● Task statement
Tally the lines in the items below that contain the string "blue", and reply with the number alone.

Dataset rows:
============================================================

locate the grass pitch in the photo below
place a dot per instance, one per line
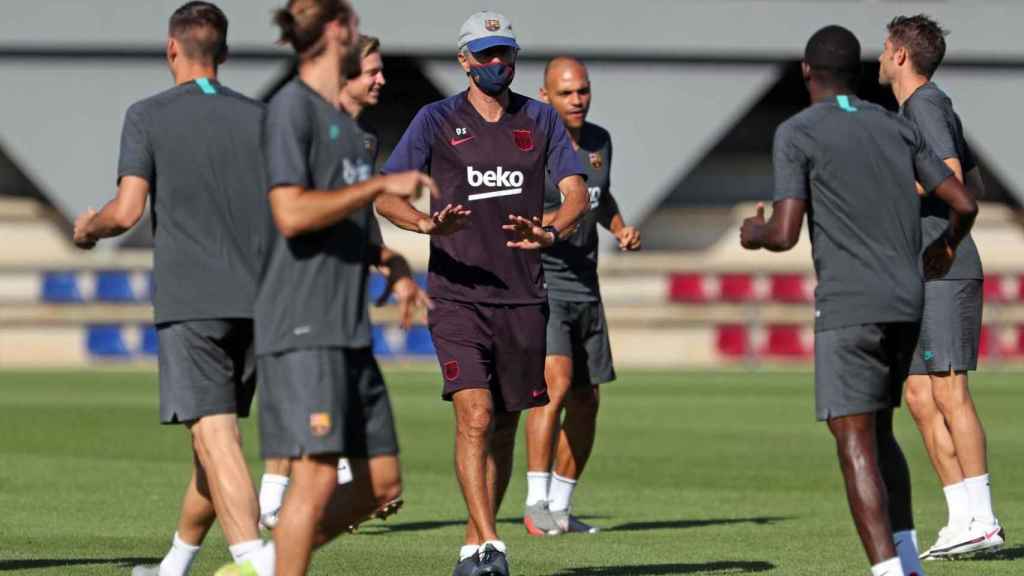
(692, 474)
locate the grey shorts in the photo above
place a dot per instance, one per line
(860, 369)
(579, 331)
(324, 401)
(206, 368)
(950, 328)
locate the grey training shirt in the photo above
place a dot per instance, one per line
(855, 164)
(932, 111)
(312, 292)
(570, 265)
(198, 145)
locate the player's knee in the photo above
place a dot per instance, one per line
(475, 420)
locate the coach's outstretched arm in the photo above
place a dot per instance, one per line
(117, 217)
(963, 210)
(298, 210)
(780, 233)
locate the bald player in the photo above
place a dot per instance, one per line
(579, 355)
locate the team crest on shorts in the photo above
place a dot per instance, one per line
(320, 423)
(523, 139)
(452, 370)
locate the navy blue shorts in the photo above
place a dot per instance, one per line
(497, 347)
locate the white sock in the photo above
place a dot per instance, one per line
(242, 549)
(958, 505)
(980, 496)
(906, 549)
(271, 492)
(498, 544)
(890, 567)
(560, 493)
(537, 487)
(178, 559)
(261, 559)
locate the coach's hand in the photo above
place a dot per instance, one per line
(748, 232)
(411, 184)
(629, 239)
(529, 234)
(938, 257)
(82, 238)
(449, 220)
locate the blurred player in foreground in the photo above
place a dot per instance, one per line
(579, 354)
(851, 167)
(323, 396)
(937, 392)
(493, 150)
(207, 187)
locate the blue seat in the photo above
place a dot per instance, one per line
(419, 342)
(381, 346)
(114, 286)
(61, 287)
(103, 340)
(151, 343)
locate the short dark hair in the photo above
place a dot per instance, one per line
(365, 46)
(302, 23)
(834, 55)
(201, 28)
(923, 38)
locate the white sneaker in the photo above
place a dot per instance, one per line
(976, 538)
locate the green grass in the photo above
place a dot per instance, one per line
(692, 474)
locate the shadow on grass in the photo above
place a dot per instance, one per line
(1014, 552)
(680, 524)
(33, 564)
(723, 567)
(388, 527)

============================================================

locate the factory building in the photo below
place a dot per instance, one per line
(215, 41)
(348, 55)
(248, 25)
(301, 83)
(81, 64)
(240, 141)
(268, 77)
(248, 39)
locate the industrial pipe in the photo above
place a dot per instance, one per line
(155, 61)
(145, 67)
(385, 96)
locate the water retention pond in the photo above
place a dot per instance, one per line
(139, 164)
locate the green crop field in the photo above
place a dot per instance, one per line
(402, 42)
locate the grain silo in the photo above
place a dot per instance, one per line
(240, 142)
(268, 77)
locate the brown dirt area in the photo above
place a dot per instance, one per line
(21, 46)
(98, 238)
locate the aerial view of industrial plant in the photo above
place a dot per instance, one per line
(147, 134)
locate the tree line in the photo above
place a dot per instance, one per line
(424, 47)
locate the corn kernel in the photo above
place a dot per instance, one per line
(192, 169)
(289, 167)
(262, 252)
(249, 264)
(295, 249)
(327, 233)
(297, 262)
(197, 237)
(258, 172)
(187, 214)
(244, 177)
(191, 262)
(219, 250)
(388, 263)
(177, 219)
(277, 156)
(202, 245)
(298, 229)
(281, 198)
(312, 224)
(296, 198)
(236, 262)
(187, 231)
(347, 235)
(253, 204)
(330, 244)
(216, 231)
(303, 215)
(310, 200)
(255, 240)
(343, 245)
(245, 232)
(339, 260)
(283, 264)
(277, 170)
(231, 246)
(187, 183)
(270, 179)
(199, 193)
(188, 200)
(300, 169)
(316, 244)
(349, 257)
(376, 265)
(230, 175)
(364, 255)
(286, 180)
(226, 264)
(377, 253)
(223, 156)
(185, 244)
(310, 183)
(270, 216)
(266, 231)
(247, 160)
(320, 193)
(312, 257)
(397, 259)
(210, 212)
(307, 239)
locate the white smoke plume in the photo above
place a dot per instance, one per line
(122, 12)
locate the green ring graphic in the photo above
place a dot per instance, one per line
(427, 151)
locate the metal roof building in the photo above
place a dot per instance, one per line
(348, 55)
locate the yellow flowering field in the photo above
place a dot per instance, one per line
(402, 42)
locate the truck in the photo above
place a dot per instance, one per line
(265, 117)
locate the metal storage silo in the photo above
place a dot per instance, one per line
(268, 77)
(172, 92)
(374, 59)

============================================================

● Result for this exercise
2